→ Data shown
## Start
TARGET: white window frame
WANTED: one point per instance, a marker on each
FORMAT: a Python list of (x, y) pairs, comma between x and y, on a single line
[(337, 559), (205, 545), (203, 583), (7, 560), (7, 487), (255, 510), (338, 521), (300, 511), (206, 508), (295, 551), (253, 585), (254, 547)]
## End
## Start
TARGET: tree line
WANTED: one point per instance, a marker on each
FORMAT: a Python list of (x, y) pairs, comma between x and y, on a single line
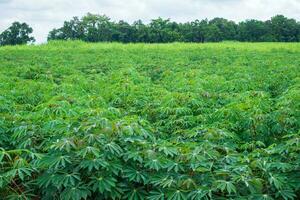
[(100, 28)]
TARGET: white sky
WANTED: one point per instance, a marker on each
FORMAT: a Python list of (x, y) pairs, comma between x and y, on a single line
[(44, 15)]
## End
## Start
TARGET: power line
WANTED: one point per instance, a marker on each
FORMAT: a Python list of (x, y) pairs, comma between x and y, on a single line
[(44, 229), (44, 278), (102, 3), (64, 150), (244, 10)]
## End
→ Problem to solve
Give the entries above, from the line containing "TARGET: white window frame" through the line containing "585), (254, 547)]", as a Markdown table with the columns Row and Line. Number each row and leave out any blank lines.

→ Reply to the task
| Row | Line |
|---|---|
| 1 | TARGET: white window frame |
| 2 | WANTED: one point per instance, a marker on each |
| 3 | FORMAT: a Python list of (x, y) pairs, comma between x and y, on a single line |
| 4 | [(337, 559), (205, 545), (203, 583), (7, 560), (7, 487), (255, 510), (338, 521), (300, 511), (206, 508), (295, 551), (253, 585), (254, 547)] |